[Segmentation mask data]
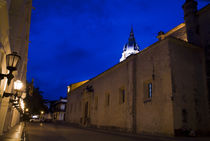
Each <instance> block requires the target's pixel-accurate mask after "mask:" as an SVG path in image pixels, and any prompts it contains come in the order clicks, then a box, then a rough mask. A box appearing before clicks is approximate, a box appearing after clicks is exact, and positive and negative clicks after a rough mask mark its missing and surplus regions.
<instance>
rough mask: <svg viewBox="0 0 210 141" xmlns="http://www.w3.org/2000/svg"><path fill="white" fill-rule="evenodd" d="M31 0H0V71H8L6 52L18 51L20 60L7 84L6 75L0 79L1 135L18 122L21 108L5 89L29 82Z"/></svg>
mask: <svg viewBox="0 0 210 141" xmlns="http://www.w3.org/2000/svg"><path fill="white" fill-rule="evenodd" d="M31 8H32V0H18V1H17V0H0V73H2V74H7V73H8V70H7V69H6V55H7V54H10V53H12V52H17V54H18V55H19V56H20V57H21V61H20V63H19V66H18V68H17V71H15V72H13V74H14V79H13V80H12V82H11V83H10V85H9V86H8V85H7V78H4V79H2V80H1V81H0V113H1V114H0V135H2V134H3V132H5V131H7V130H9V129H10V128H11V127H13V126H15V125H16V124H17V123H19V118H20V112H19V111H18V110H17V109H16V108H14V107H13V106H12V104H11V103H10V97H4V98H3V97H2V96H3V93H4V92H7V93H11V92H13V82H14V80H21V81H22V82H23V84H24V86H26V71H27V62H28V59H27V58H28V43H29V30H30V18H31Z"/></svg>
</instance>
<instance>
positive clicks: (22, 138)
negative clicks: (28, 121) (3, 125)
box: [0, 122, 24, 141]
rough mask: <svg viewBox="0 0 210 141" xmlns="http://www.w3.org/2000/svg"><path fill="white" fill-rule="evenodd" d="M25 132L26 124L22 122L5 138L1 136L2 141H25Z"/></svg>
mask: <svg viewBox="0 0 210 141" xmlns="http://www.w3.org/2000/svg"><path fill="white" fill-rule="evenodd" d="M23 131H24V123H23V122H21V123H20V124H18V125H16V126H14V127H13V128H11V129H10V130H9V131H8V132H7V133H5V134H4V135H3V136H0V141H24V138H23V135H24V134H23Z"/></svg>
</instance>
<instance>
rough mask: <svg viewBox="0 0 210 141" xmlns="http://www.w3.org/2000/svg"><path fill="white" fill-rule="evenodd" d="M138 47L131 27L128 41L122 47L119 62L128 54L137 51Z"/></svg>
mask: <svg viewBox="0 0 210 141" xmlns="http://www.w3.org/2000/svg"><path fill="white" fill-rule="evenodd" d="M139 51H140V49H139V46H138V44H137V43H136V40H135V38H134V33H133V27H131V32H130V36H129V38H128V43H126V44H125V45H124V47H123V53H122V57H121V58H120V62H122V61H124V60H125V59H126V58H127V57H128V56H130V55H132V54H137V53H139Z"/></svg>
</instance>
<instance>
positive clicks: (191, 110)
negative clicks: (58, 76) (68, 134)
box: [66, 0, 210, 136]
mask: <svg viewBox="0 0 210 141" xmlns="http://www.w3.org/2000/svg"><path fill="white" fill-rule="evenodd" d="M196 4H197V3H196V2H195V1H194V0H186V2H185V4H184V6H183V9H184V13H185V16H184V18H185V23H183V24H180V25H178V26H177V27H175V28H174V29H172V30H170V31H169V32H167V33H163V32H160V33H159V34H158V38H159V41H158V42H156V43H154V44H153V45H151V46H149V47H147V48H145V49H143V50H141V51H140V52H139V53H138V54H134V55H131V56H130V57H128V58H127V59H125V60H124V61H122V62H120V63H119V64H117V65H115V66H114V67H112V68H111V69H109V70H107V71H105V72H103V73H102V74H100V75H98V76H96V77H94V78H92V79H90V80H89V81H87V82H86V83H84V84H81V85H80V86H78V87H77V88H75V89H70V90H69V91H68V94H67V95H68V97H67V98H68V103H67V110H66V121H68V122H70V123H74V124H78V125H80V126H84V127H86V126H90V127H97V128H105V129H112V130H120V131H127V132H133V133H144V134H154V135H168V136H174V135H180V134H183V133H184V132H185V131H189V132H190V131H193V132H195V133H196V134H209V133H210V116H209V115H210V113H209V103H208V102H209V97H210V95H209V94H208V93H209V92H208V78H209V77H208V58H209V55H208V53H206V51H207V50H208V49H209V45H210V42H209V40H210V27H209V26H210V23H209V22H210V15H209V13H210V5H207V6H206V7H204V8H202V9H201V10H199V11H197V6H196ZM192 19H193V20H192ZM195 21H196V22H197V23H196V22H195ZM195 23H196V25H194V24H195ZM185 133H186V132H185Z"/></svg>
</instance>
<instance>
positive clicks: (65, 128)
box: [26, 123, 153, 141]
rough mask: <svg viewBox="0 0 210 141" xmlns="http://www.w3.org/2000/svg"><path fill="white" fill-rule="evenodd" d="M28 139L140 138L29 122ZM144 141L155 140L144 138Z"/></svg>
mask: <svg viewBox="0 0 210 141" xmlns="http://www.w3.org/2000/svg"><path fill="white" fill-rule="evenodd" d="M26 140H28V141H47V140H50V141H84V140H85V141H93V140H95V141H137V140H139V139H137V138H133V137H126V136H121V135H113V134H108V133H101V132H97V131H92V130H87V129H80V128H73V127H69V126H66V125H62V124H54V123H50V124H48V123H47V124H45V123H29V124H27V125H26ZM142 141H153V140H149V139H142Z"/></svg>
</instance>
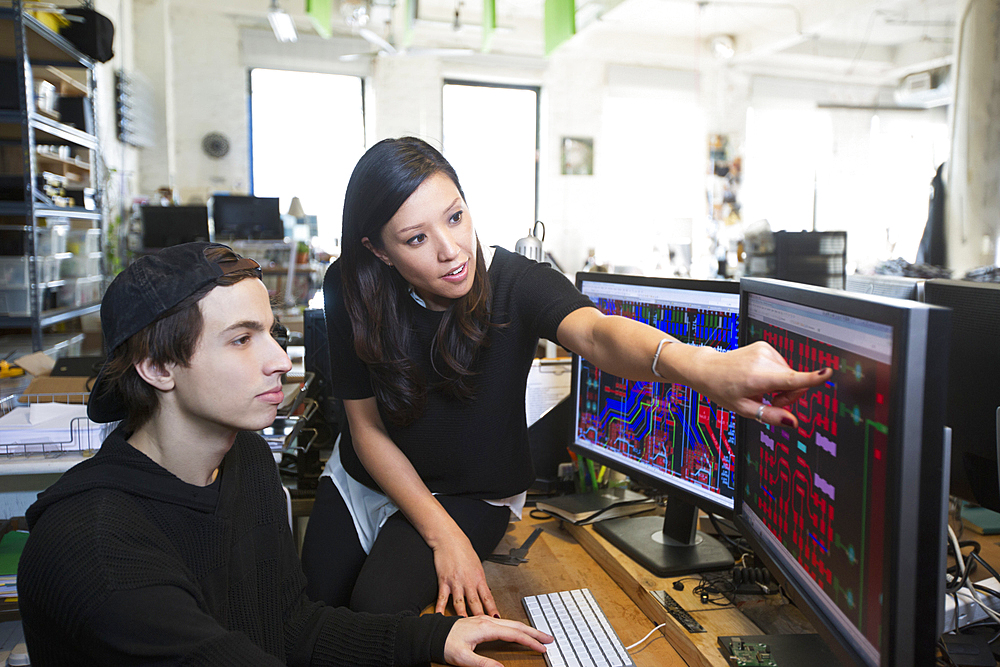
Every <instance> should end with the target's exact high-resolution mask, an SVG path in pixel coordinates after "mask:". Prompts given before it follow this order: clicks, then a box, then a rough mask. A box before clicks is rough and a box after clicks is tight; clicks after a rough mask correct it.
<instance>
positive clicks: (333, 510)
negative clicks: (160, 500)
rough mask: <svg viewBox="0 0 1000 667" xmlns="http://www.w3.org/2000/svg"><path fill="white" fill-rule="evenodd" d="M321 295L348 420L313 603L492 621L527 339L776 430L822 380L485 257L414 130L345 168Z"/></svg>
mask: <svg viewBox="0 0 1000 667" xmlns="http://www.w3.org/2000/svg"><path fill="white" fill-rule="evenodd" d="M324 293H325V298H326V302H325V308H326V322H327V330H328V333H329V337H330V356H331V366H332V374H333V392H334V395H336V396H337V397H338V398H341V399H343V402H344V409H345V412H346V416H347V420H346V422H347V423H346V424H345V425H344V428H343V432H342V435H341V439H340V442H339V445H338V446H337V448H336V449H335V450H334V453H333V455H332V456H331V458H330V461H329V463H328V465H327V468H326V470H325V471H324V474H323V476H322V477H321V479H320V486H319V489H318V490H317V496H316V504H315V506H314V509H313V512H312V516H311V517H310V520H309V526H308V529H307V532H306V538H305V543H304V545H303V566H304V568H305V572H306V576H307V579H308V580H309V589H308V590H309V594H310V596H311V597H313V598H315V599H322V600H326V601H327V602H328V603H330V604H349V606H350V607H351V608H353V609H356V610H359V611H372V612H387V611H399V610H405V609H409V610H412V611H415V612H419V611H420V610H421V609H422V608H423V607H424V606H426V605H427V604H428V603H430V602H431V601H433V600H435V597H436V610H437V611H439V612H440V611H444V609H445V607H446V606H447V604H448V601H449V599H450V600H451V601H452V603H453V605H454V608H455V611H456V613H458V614H459V615H461V616H465V615H467V614H472V615H479V614H488V615H491V616H496V617H499V614H498V612H497V608H496V604H495V603H494V601H493V597H492V595H491V593H490V589H489V586H488V585H487V584H486V580H485V577H484V575H483V568H482V560H483V559H484V558H485V557H486V556H487V555H488V554H490V553H491V552H492V551H493V549H494V548H495V547H496V545H497V544H498V543H499V541H500V539H501V538H502V537H503V535H504V531H505V529H506V526H507V523H508V521H509V519H510V514H511V512H513V513H514V514H517V515H520V512H521V508H522V507H523V505H524V498H525V491H526V489H527V488H528V486H529V485H530V484H531V482H532V479H531V460H530V454H529V450H528V445H527V426H526V423H525V411H524V394H525V385H526V381H527V376H528V370H529V368H530V365H531V361H532V358H533V356H534V352H535V349H536V346H537V343H538V339H539V337H545V338H547V339H549V340H553V341H556V342H558V343H559V344H561V345H562V346H563V347H565V348H567V349H569V350H572V351H573V352H576V353H578V354H580V355H581V356H583V357H585V358H586V359H588V360H590V361H591V362H593V363H595V364H596V365H597V366H598V367H600V368H602V369H604V370H606V371H608V372H610V373H613V374H615V375H618V376H621V377H626V378H631V379H635V380H645V381H667V382H679V383H683V384H687V385H690V386H692V387H694V388H695V389H697V390H699V391H701V392H703V393H705V394H706V395H708V396H709V397H711V398H712V399H713V400H715V401H716V402H718V403H719V404H720V405H722V406H724V407H726V408H729V409H732V410H735V411H736V412H738V413H740V414H742V415H744V416H751V417H755V418H758V419H762V420H763V421H766V422H768V423H772V424H777V423H784V424H787V425H791V424H795V418H794V417H793V416H792V415H791V413H789V412H788V411H786V410H784V409H783V406H786V405H789V404H790V403H791V402H793V401H794V400H796V399H797V398H798V397H799V396H800V395H801V394H802V393H803V392H804V391H805V389H806V388H807V387H809V386H812V385H814V384H817V383H819V382H822V381H823V380H824V379H825V378H826V373H828V371H823V372H821V373H810V374H806V373H795V372H793V371H792V370H790V369H789V368H788V366H787V365H786V364H785V362H784V360H783V359H782V358H781V356H780V355H779V354H778V353H777V352H776V351H774V350H773V349H772V348H770V347H769V346H767V345H766V344H763V343H758V344H755V345H752V346H750V347H747V348H744V349H740V350H736V351H733V352H728V353H725V354H722V353H720V352H717V351H715V350H712V349H709V348H698V347H692V346H688V345H684V344H681V343H679V342H677V341H675V340H674V339H673V338H671V337H669V336H666V335H665V334H663V333H662V332H660V331H658V330H656V329H654V328H652V327H649V326H647V325H644V324H641V323H639V322H636V321H634V320H629V319H626V318H621V317H609V316H605V315H604V314H602V313H601V312H600V311H599V310H597V309H596V308H595V307H594V304H593V303H592V302H591V301H590V299H588V298H587V297H585V296H583V295H581V294H580V293H579V292H578V291H577V290H576V288H575V287H574V286H573V285H572V284H571V283H570V282H569V281H568V280H566V279H565V277H564V276H562V275H561V274H559V273H557V272H556V271H553V270H552V269H551V268H549V267H548V266H547V265H544V264H538V263H536V262H533V261H531V260H528V259H526V258H524V257H521V256H519V255H514V254H512V253H510V252H507V251H506V250H503V249H502V248H494V249H485V250H484V249H483V248H481V247H480V245H479V242H478V239H477V237H476V233H475V229H474V227H473V224H472V217H471V215H470V213H469V208H468V206H467V204H466V202H465V197H464V194H463V193H462V188H461V186H460V185H459V181H458V176H457V175H456V174H455V171H454V169H452V167H451V165H450V164H448V162H447V161H446V160H445V159H444V157H443V156H442V155H441V154H440V153H439V152H438V151H437V150H435V149H434V148H432V147H431V146H430V145H428V144H427V143H425V142H423V141H421V140H419V139H415V138H410V137H408V138H402V139H387V140H385V141H382V142H379V143H378V144H376V145H375V146H373V147H372V148H371V149H370V150H369V151H368V152H367V153H365V155H364V156H363V157H362V158H361V160H360V161H359V162H358V165H357V167H356V168H355V170H354V173H353V175H352V176H351V180H350V183H349V184H348V188H347V194H346V198H345V202H344V219H343V234H342V254H341V258H340V260H339V261H338V262H336V263H335V264H334V265H333V266H331V268H330V270H329V271H328V273H327V276H326V280H325V283H324ZM772 392H774V395H773V396H772V397H771V405H770V406H767V407H765V406H764V405H763V404H762V403H761V398H762V396H763V394H765V393H772ZM397 508H398V510H399V511H396V510H397Z"/></svg>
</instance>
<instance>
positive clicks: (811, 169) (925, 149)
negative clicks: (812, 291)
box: [742, 103, 948, 272]
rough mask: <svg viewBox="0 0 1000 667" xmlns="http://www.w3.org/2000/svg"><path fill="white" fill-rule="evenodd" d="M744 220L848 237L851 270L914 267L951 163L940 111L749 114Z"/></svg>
mask: <svg viewBox="0 0 1000 667" xmlns="http://www.w3.org/2000/svg"><path fill="white" fill-rule="evenodd" d="M746 143H747V150H746V169H745V178H744V181H743V190H742V192H743V193H744V209H743V210H744V213H745V216H744V221H745V223H746V224H750V223H752V222H754V221H756V220H760V219H762V218H764V219H767V220H768V221H769V223H770V225H771V229H772V230H774V231H778V230H787V231H802V230H812V229H813V228H814V227H813V220H814V215H815V229H816V230H818V231H831V230H846V231H847V260H848V265H849V269H848V270H849V272H850V270H851V268H867V267H870V266H872V265H874V264H876V263H877V262H878V261H880V260H887V259H893V258H896V257H902V258H903V259H905V260H907V261H909V262H913V261H915V259H916V253H917V246H918V245H919V243H920V236H921V234H922V233H923V229H924V224H925V223H926V222H927V208H928V202H929V196H930V183H931V179H932V178H933V177H934V172H935V170H936V169H937V167H938V165H940V164H941V162H942V161H944V159H945V158H946V157H947V151H948V135H947V123H946V118H945V115H944V113H943V111H941V110H933V109H932V110H927V111H892V110H882V111H879V112H878V113H875V112H874V111H871V110H861V109H858V110H855V109H816V108H815V106H813V107H812V108H808V107H806V106H805V105H793V104H790V103H789V104H785V105H778V104H772V105H771V106H763V107H758V108H754V109H751V110H750V111H749V112H748V114H747V142H746Z"/></svg>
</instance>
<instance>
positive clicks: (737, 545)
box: [708, 513, 753, 554]
mask: <svg viewBox="0 0 1000 667" xmlns="http://www.w3.org/2000/svg"><path fill="white" fill-rule="evenodd" d="M708 520H709V521H711V522H712V527H713V528H715V532H716V534H717V535H718V536H719V538H720V539H722V541H724V542H726V543H727V544H729V545H731V546H732V547H733V548H734V549H736V550H737V551H738V552H740V553H743V554H748V553H753V551H752V550H751V549H750V546H749V544H748V543H747V541H746V540H744V539H743V538H742V537H741V538H740V541H741V542H742V544H740V543H739V542H737V541H736V540H734V539H733V538H731V537H729V535H727V534H726V532H725V531H724V530H723V529H722V526H720V525H719V521H718V518H717V517H716V516H715V515H714V514H712V513H709V514H708ZM734 528H735V526H734Z"/></svg>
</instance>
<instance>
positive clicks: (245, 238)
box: [208, 195, 285, 242]
mask: <svg viewBox="0 0 1000 667" xmlns="http://www.w3.org/2000/svg"><path fill="white" fill-rule="evenodd" d="M208 207H209V215H210V216H211V220H212V234H213V236H212V240H213V241H219V242H225V241H239V240H247V239H250V240H258V239H260V240H283V239H284V238H285V223H284V221H283V220H282V219H281V211H280V210H279V208H278V198H277V197H252V196H246V195H213V196H212V198H211V199H210V200H209V202H208Z"/></svg>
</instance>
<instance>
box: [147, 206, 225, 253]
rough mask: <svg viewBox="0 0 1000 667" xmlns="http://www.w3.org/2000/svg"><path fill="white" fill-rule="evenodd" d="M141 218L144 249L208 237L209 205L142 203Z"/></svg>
mask: <svg viewBox="0 0 1000 667" xmlns="http://www.w3.org/2000/svg"><path fill="white" fill-rule="evenodd" d="M139 219H140V221H141V223H142V247H143V250H147V251H149V250H160V249H162V248H169V247H170V246H174V245H177V244H179V243H192V242H194V241H207V240H208V239H209V232H208V207H206V206H140V207H139Z"/></svg>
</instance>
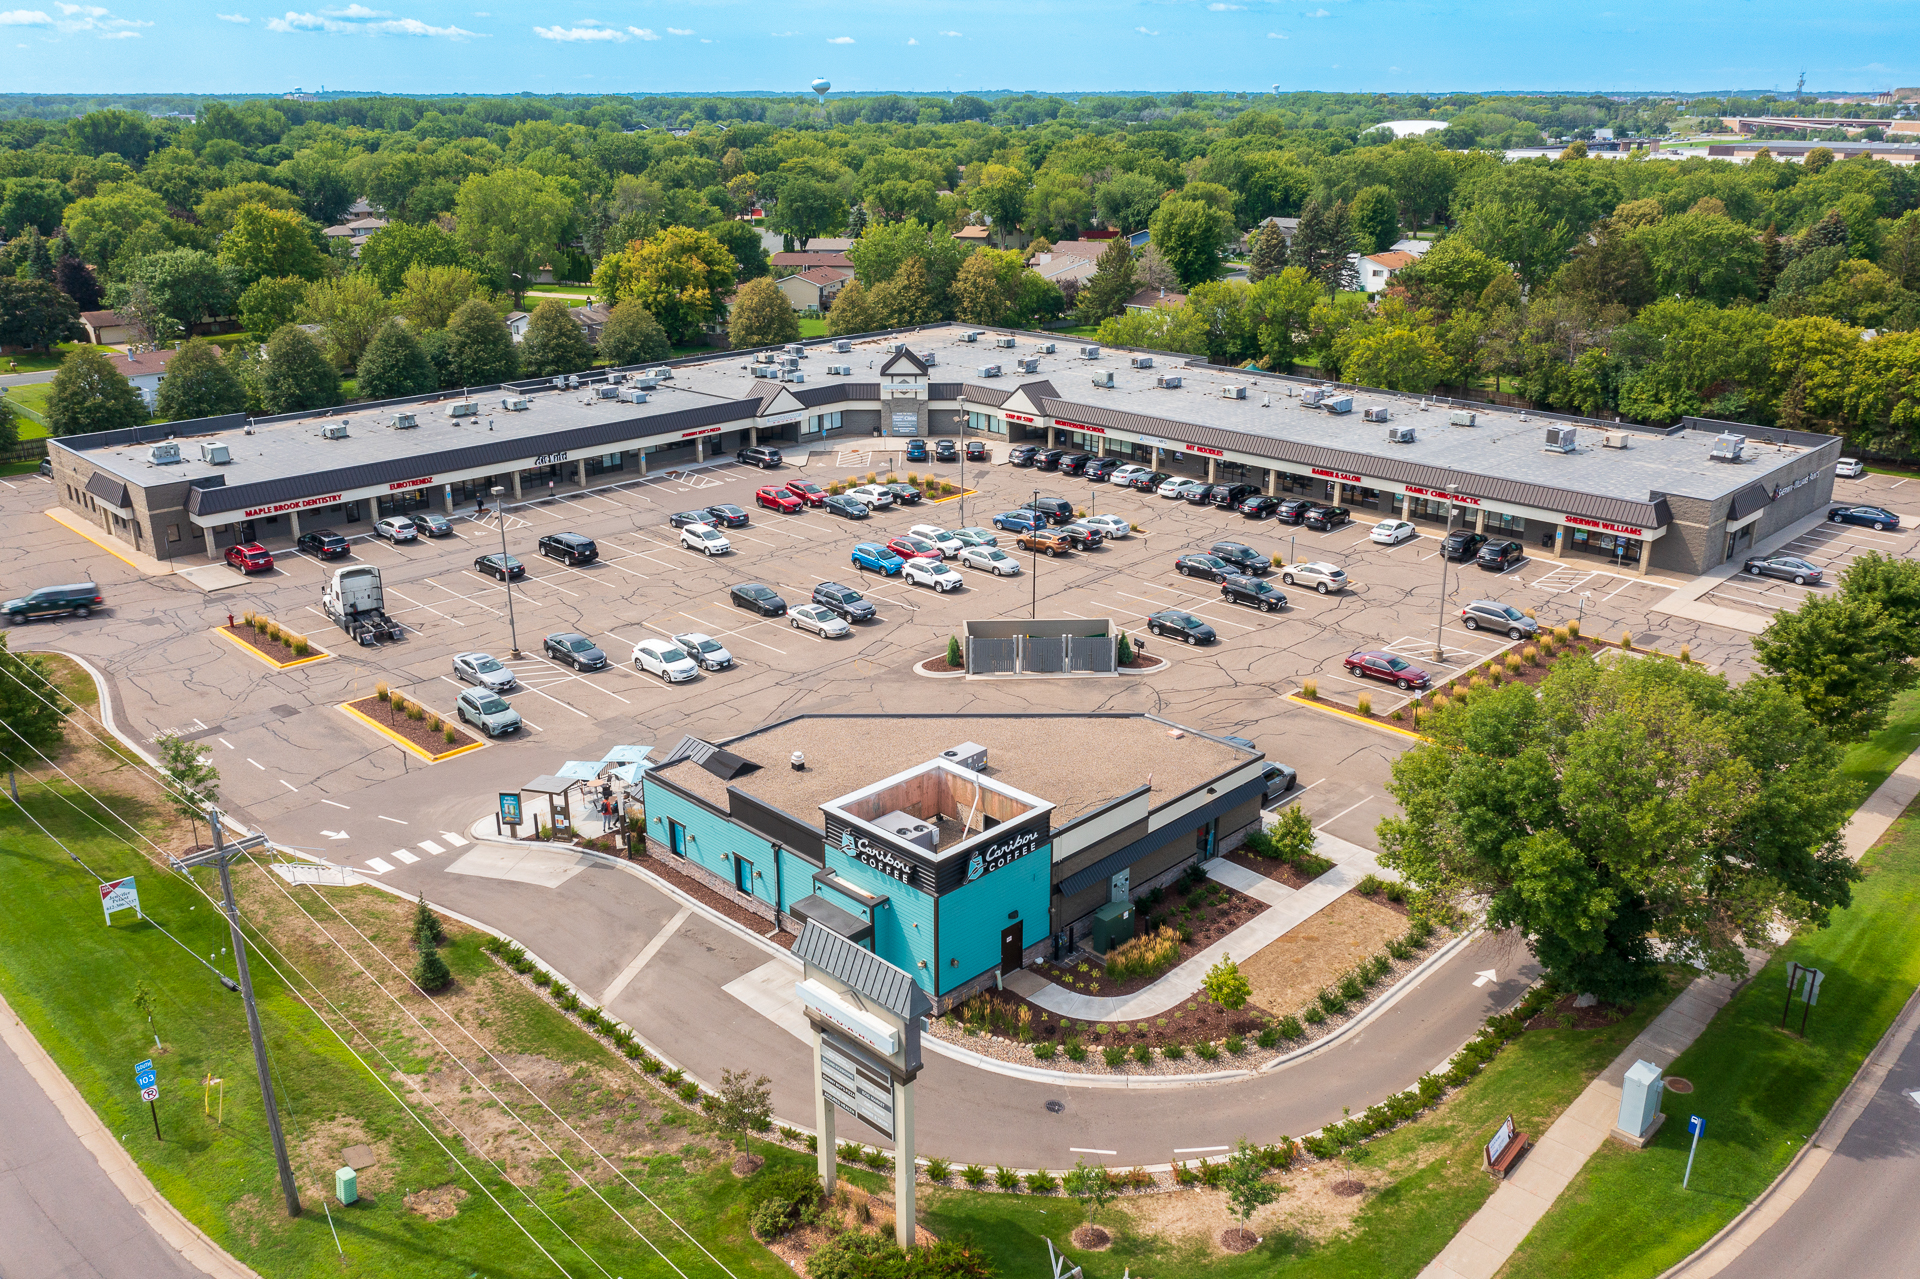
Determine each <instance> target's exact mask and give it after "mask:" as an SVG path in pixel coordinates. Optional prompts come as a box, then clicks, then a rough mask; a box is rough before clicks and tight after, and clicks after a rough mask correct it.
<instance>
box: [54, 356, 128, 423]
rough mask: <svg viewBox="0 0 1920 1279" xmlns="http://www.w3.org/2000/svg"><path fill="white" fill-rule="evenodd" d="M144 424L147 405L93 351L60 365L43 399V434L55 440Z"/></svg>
mask: <svg viewBox="0 0 1920 1279" xmlns="http://www.w3.org/2000/svg"><path fill="white" fill-rule="evenodd" d="M144 421H146V401H144V399H140V392H136V390H134V388H132V382H129V380H127V378H125V376H121V371H119V369H115V367H113V361H111V359H108V357H106V355H102V353H100V351H96V350H92V348H83V350H79V351H73V353H71V355H67V357H65V359H63V361H61V363H60V373H56V374H54V388H52V390H50V392H48V396H46V430H48V432H50V434H56V436H90V434H94V432H100V430H121V428H125V426H138V424H140V422H144Z"/></svg>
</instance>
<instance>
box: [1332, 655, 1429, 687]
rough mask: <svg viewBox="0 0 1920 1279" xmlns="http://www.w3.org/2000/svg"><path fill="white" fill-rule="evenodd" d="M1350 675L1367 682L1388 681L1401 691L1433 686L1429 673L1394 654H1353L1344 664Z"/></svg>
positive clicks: (1351, 655)
mask: <svg viewBox="0 0 1920 1279" xmlns="http://www.w3.org/2000/svg"><path fill="white" fill-rule="evenodd" d="M1342 664H1344V666H1346V670H1348V674H1356V676H1361V678H1365V680H1386V682H1388V684H1392V686H1396V688H1400V689H1413V688H1427V686H1428V684H1432V680H1430V678H1427V672H1425V670H1421V668H1419V666H1415V664H1411V663H1409V661H1407V659H1404V657H1398V655H1394V653H1352V655H1350V657H1348V659H1346V663H1342Z"/></svg>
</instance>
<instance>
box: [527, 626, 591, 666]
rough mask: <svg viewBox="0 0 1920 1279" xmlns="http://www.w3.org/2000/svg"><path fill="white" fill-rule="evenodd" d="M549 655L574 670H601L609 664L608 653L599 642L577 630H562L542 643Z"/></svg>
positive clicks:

What needs to be done:
From the first line of the entries down to the line with "box: [0, 122, 24, 141]", print each line exactly; omit any picture.

Result:
Each <instance> block requires the target's pixel-accurate mask after "mask:" as an SVG path in image pixels, and any prompts it contains come in the order clicks, then a box, then a rough mask. A box appearing before clicks is approximate, a box appearing after clicks is exact, and positive and negative clicks after a rough mask mark its missing and surplus regions.
<instance>
rough mask: <svg viewBox="0 0 210 141" xmlns="http://www.w3.org/2000/svg"><path fill="white" fill-rule="evenodd" d="M31 0H0V71H8L6 52L18 51L20 60L7 84L6 75L0 79L1 135L18 122L21 108L5 89L29 82Z"/></svg>
mask: <svg viewBox="0 0 210 141" xmlns="http://www.w3.org/2000/svg"><path fill="white" fill-rule="evenodd" d="M31 8H32V0H18V1H17V0H0V73H2V74H7V73H8V70H7V69H6V55H7V54H10V53H12V52H17V54H18V55H19V56H20V57H21V61H20V63H19V66H18V68H17V71H15V72H13V74H14V79H13V80H12V82H11V83H10V85H9V86H8V85H7V78H4V79H2V80H1V81H0V113H1V114H0V135H2V134H3V132H5V131H7V130H9V129H10V128H11V127H13V126H15V125H16V124H17V123H19V118H20V112H19V111H18V110H17V109H16V108H14V107H13V106H12V104H11V103H10V97H4V98H3V97H2V96H3V93H4V92H7V93H11V92H13V82H14V80H21V81H22V82H23V84H24V86H26V71H27V62H28V59H27V58H28V43H29V30H30V18H31Z"/></svg>
</instance>
<instance>
positive clicks: (22, 138)
negative clicks: (28, 121) (3, 125)
box: [0, 122, 24, 141]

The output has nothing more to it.